- _Задания_
(1) Перепишите дословно часть воспоминаний о заключении, начиная с места со словами «К счастию приблизительно» и заканчивая после слов «видимо, считалась выясненной.».
(2) Продолжите воспоминания о заключении и свидании с отцом, начав сразу после последнего приведенного предложения.

- _Фрагмент текста_
==============================
На одном допросе неожиданно повезло: удалось стащить со стола, под самым носом жандармского полковника Васильева, и спрятать главную улику программу первого № нашего революционного журнала. Я боялся лишь, как бы прямо после допроса меня не повели в крепость, где никакая бумажка не укрылась бы от обыска, и я был бы пойман с поличным. К счастью, мне пришлось дожидаться с десяток минут в специальной комнатке при охранке, где и удалось разорвать и по кускам проглотить злосчастную "программу". Допросы протекали благополучно. Опасным пунктом была поездка в Питер и скитанья по городу в бегстве от филеров, - я боялся, как бы не нащупали моих связей с группой народовольцев и свидания с Михайловским. Я решил признаться в том, что было "секретом полишинеля": в участии в Союзном Совете и поездке в Питер по делам студенческой организации. Надо было использовать благоприятное обстоятельство: все, кого я успел увидать из питерских народовольцев, были студенты. Я всячески скрывал, что мои демарши были оборваны замеченной слежкой. И так как жандармы настойчиво допытывались, где я провел ночь перед отъездом в Москву, то я наудачу пустил в ход версию ночного кутежа, в котором сам плохо вспоминаю {228} последовательность событий.
К счастию приблизительно такую же версию избрал и Никитинский. Характерно, что имени Михайловского жандармы не произносили: очевидно, того, что передал им Невский, было слишком мало, чтобы впутывать и тем самым вспугнуть такого "кита"; к тому же этим они выдали бы головой своего "осведомителя". Поездка моя в Орел так и осталась неизвестной, как и обставленные достаточно конспиративно свидания с Натансоном и Тютчевым в Москве. Впрочем, моя репутация сочувствующего народовольчеству гарантировала меня от припутывания к делам "народоправским". Скоро меня перестали вызывать на допросы: доля моего участия, видимо, считалась выясненной.
Таково было положение, когда однажды меня вызвали и повели куда-то вниз. Меня ввели в большую комнату, разгороженную пополам двумя параллельными решетками, с промежутком аршина в полтора-два; в одном месте обе решетки прорезывались небольшими оконцами; между оконцами стоял столик, за которым восседал жандармский офицер. За одной решеткой, у окна, поставили меня; за другой, у противоположного конца, показалось встревоженное, побледневшее, похудевшее лицо - моего отца. Видно было, что вся эта необычайная обстановка "этот двойной ряд решеток" ("как для диких зверей в зверинце" - с содроганием говорил мне отец впоследствии), вместе с таким же необычайным видом сына в арестантском халате и туфлях, полгода не стриженного и небритого, произвели на него потрясающее впечатление. Говорить "по душам" в такой обстановке было невозможно. Отец едва выдавил из себя несколько притворных казенно-благонамеренных и назидательных фраз; я {229} старался убедить его, уверив, что я совершенно здоров, спокоен и не тревожусь за будущее. Это свиданье было единственным; я унес с него тяжелое чувство: образ потрясенного отца, обычно такого жизнерадостного, а теперь казавшегося разбитым стариком, врезался в душу и воскресал снова и снова, сжимая грудь тупой, щемящей болью...
==============================
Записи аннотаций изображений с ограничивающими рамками
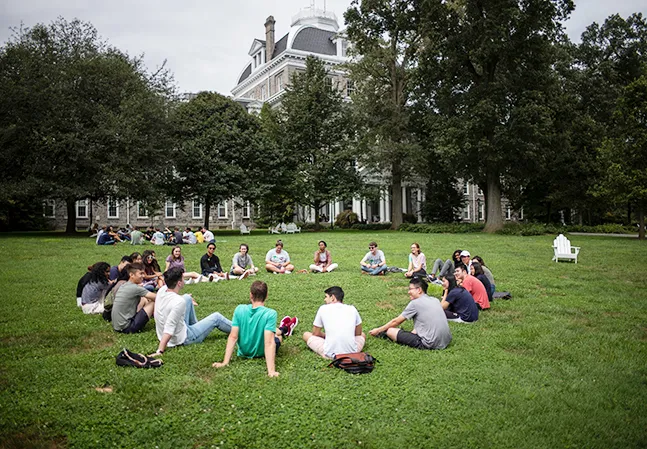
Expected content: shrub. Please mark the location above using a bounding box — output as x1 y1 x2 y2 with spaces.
335 209 359 229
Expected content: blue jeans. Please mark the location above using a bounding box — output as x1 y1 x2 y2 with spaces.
362 265 387 276
184 295 231 345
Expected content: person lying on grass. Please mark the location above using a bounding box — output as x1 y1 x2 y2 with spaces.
440 274 479 323
151 268 231 357
454 263 490 310
359 242 387 276
112 263 156 334
369 278 452 349
303 286 366 359
212 281 299 377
==============================
- _Ответы к заданию_
(1)
К счастию приблизительно такую же версию избрал и Никитинский. Характерно, что имени Михайловского жандармы не произносили: очевидно, того, что передал им Невский, было слишком мало, чтобы впутывать и тем самым вспугнуть такого "кита"; к тому же этим они выдали бы головой своего "осведомителя". Поездка моя в Орел так и осталась неизвестной, как и обставленные достаточно конспиративно свидания с Натансоном и Тютчевым в Москве. Впрочем, моя репутация сочувствующего народовольчеству гарантировала меня от припутывания к делам "народоправским". Скоро меня перестали вызывать на допросы: доля моего участия, видимо, считалась выясненной.

(2)
Я спасался от всех этих тяжелых дум, погружаясь в такие успокаивающие, такие далекие от треволнений жизни вопросы абстрактной философии, в жадное, пытливое искание "начала всех начал". Проверяя себя, снова и снова отбрасывала критическая мысль все эти разночтения метафизики - и метафизики "по ту сторону", и метафизики "по сю сторону опыта": "в начале было Слово", "в начале была Материя", "в начале был Разум"... Я уже искал не онтологического, а только логического "начала", надежной исходной точки. Словно магнит, притягивал меня первичный элемент всякого опыта - ощущение, восприятие. С пугающей повелительностью из этого "в начале было ощущение" выглядывал призрак солипсизма. Этот солипсизм - который многие философы признают "практически неприемлемым, но логически неопровержимым" - как будто вызывал меня на единоборство, в котором я не раз изнемогал и готов был сдаться. Но вот, понемногу оформлялась беспокойная, но еще неясная мысль. Что такое "ощущение", "восприятие".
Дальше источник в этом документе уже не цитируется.